-- ASSIGNMENT --
Restate every entry word for word.

-- DATA EXTRACTS --
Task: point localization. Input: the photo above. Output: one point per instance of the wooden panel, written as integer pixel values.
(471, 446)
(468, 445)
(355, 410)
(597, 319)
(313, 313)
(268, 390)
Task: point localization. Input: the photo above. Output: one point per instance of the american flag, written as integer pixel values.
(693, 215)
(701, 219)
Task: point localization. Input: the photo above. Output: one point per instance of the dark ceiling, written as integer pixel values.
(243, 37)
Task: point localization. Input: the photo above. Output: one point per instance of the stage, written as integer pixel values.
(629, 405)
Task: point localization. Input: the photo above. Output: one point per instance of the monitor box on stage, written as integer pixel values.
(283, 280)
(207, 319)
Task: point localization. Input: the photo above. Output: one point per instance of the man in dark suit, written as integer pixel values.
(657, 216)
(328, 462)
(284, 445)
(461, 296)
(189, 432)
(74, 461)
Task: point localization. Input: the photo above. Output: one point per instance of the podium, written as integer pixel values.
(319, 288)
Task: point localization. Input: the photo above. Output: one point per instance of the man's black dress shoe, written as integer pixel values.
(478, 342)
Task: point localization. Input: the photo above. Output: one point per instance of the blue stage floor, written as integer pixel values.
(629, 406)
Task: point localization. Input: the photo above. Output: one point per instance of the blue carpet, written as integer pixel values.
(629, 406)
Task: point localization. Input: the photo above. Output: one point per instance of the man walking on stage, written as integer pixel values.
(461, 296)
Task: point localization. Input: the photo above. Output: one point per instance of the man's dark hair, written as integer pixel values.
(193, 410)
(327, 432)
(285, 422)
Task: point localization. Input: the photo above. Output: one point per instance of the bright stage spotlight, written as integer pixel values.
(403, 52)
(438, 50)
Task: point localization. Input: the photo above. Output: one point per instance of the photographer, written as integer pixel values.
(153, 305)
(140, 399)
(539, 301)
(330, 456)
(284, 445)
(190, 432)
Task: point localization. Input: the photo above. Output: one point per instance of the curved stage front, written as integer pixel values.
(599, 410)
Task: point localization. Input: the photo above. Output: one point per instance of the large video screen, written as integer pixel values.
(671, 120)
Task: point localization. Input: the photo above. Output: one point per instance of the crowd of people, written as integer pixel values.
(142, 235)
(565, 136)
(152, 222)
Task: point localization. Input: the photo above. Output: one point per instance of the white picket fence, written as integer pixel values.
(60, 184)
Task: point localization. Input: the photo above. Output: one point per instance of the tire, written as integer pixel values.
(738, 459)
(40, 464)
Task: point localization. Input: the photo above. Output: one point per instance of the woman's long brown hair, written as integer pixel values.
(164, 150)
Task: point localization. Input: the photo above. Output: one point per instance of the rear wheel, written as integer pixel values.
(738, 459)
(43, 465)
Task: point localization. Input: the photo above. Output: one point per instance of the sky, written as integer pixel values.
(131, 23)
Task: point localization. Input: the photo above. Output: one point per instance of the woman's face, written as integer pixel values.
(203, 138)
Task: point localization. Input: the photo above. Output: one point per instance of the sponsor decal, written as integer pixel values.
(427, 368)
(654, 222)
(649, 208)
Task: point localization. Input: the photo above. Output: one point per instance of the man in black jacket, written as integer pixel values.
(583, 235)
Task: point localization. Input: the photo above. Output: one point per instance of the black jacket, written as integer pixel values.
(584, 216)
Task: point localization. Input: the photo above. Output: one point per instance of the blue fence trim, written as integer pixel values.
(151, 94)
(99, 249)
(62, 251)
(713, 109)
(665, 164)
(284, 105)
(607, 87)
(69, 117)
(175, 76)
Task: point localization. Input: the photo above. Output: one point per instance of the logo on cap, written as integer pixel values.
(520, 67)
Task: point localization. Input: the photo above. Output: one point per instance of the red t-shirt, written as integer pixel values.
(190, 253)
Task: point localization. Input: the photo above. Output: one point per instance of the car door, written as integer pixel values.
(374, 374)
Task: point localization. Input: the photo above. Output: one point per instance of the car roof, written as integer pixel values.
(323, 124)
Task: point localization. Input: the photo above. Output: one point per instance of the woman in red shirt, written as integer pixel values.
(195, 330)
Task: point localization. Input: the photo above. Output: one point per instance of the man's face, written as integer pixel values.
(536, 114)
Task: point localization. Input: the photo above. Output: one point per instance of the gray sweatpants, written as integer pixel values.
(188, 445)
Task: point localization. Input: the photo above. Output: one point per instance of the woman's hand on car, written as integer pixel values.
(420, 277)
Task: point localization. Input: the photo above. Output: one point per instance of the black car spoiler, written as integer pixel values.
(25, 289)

-- TASK ANSWER --
Task: point localization. Input: the photo above. Output: one point per instance of the wooden panel, written as integer pixel values.
(471, 446)
(468, 445)
(355, 410)
(597, 319)
(313, 313)
(268, 390)
Task: point localization. Input: the photo above. Output: one point per instance of the american flag, written as integer pixel values.
(693, 215)
(701, 219)
Task: point localization. Input: the photo above. Output: one point per instance of the dark ceiling, written as integer pixel values.
(243, 37)
Task: point localization. Input: the photo above. Output: one point per instance of the stage, written as integer pixel values.
(629, 405)
Task: point localization. Input: the photo above. Output: one point per instance of the monitor box on stage, written as integer pixel values.
(283, 280)
(207, 319)
Task: point localization. Input: the photo above. Output: one point per instance of the man in dark suit, written as integer pixel values.
(657, 216)
(328, 462)
(284, 445)
(461, 296)
(189, 432)
(74, 461)
Task: point localization. Input: the photo above. Output: one point per instance of the podium, written as integer pixel values.
(319, 288)
Task: point localization. Input: the photo above. Output: one point per instance of the man's black dress shoe, written as integer pixel values.
(478, 342)
Task: point localization. Input: the photo above. Output: one point per instance of the blue stage floor, written as integer pixel values.
(629, 406)
Task: point localization. Input: the photo above. Output: one point per instance of the blue carpet, written as integer pixel values.
(629, 406)
Task: point localization. Input: the photo above. Output: one point per instance of the man walking on stage, written as integer pixel values.
(461, 296)
Task: point localization. Input: the photo above. Output: one point per instance of the man's dark hair, written as integer pixel values.
(193, 410)
(327, 432)
(285, 422)
Task: point localization. Input: the photo above. Output: one point per instance of the bright stage spotlight, written as integer pixel values.
(403, 52)
(438, 50)
Task: point localization. Input: the photo above. Output: one point per instance of the photographer, written as integer pixel values.
(153, 305)
(140, 399)
(539, 301)
(330, 456)
(284, 445)
(190, 432)
Task: point localization. Input: the photo above. Output: one point per instance of the curved stage front, written as integer pixel values.
(599, 410)
Task: point localization. Input: the photo above. Output: one point per instance of the large video screen, written as integer pixel values.
(671, 120)
Task: point localization. Input: the photo above. Output: one point per instance of the crowd of people, written as integer pixel values.
(142, 235)
(565, 136)
(152, 222)
Task: point localization. Input: the photo above. Output: one point per instance of the white picket fence, written as integer pixel values.
(60, 184)
Task: point localization. Input: the photo above. Output: one point per instance of the tire, written as integer pixel values.
(738, 459)
(40, 464)
Task: point localization. Input: the photo above. Output: one point per instance of the woman's long brown hair, written as integer pixel values.
(164, 150)
Task: point localization. Input: the photo above. Output: one point per instance of the rear wheel, written as integer pixel values.
(738, 459)
(43, 465)
Task: point localization. Input: the photo above. Output: one point per instance of the sky, written as integer pixel values.
(131, 23)
Task: point localization. Input: the photo above. Output: one point per instance of the woman's face, written as integer pixel values.
(203, 138)
Task: point localization. Input: the photo above. Output: one point per instance of the sponsor decal, written as integer pixel values.
(427, 368)
(654, 222)
(649, 208)
Task: point localization. Input: the photo above. Output: one point per instance of the man in black jacket, written as integer pixel values.
(583, 235)
Task: point localization. Input: the photo above. Output: one point per instance of the black jacket, written as integer pixel values.
(584, 216)
Task: point localization. Input: the photo above. Output: one point per instance of the blue fence trim, written as integer pixel values.
(151, 94)
(99, 249)
(62, 251)
(713, 109)
(665, 164)
(284, 105)
(607, 87)
(69, 117)
(175, 76)
Task: point localization. Input: the photo above. Output: one point per instance of the logo on cap, written as integer pixel values.
(520, 67)
Task: point localization. Input: the photo above. Output: one point per instance of the red t-shirt, written as integer pixel values.
(190, 253)
Task: point localization. Input: the photo above. Output: one point per instance of the car door, written as integer pixel values.
(374, 374)
Task: point localization. Input: the photo above. Output: one point per instance of the car roof, written as integer pixel values.
(323, 124)
Task: point localization. Input: the photo above. Output: one point per instance of the woman in red shirt, written as integer pixel values.
(195, 330)
Task: point localization. Input: the photo above. Output: one point per instance of the man's face, written as integer pixel values.
(536, 114)
Task: point localization. Input: the photo above. Output: one point per instance of the gray sweatpants, written as integer pixel values.
(188, 445)
Task: point localization. Input: the photo above. Output: one point per instance of the woman's hand on car, written as integer pixel values.
(420, 277)
Task: point localization. Input: the photo above. Output: one point per instance of the black car spoiler, written as integer pixel values.
(25, 289)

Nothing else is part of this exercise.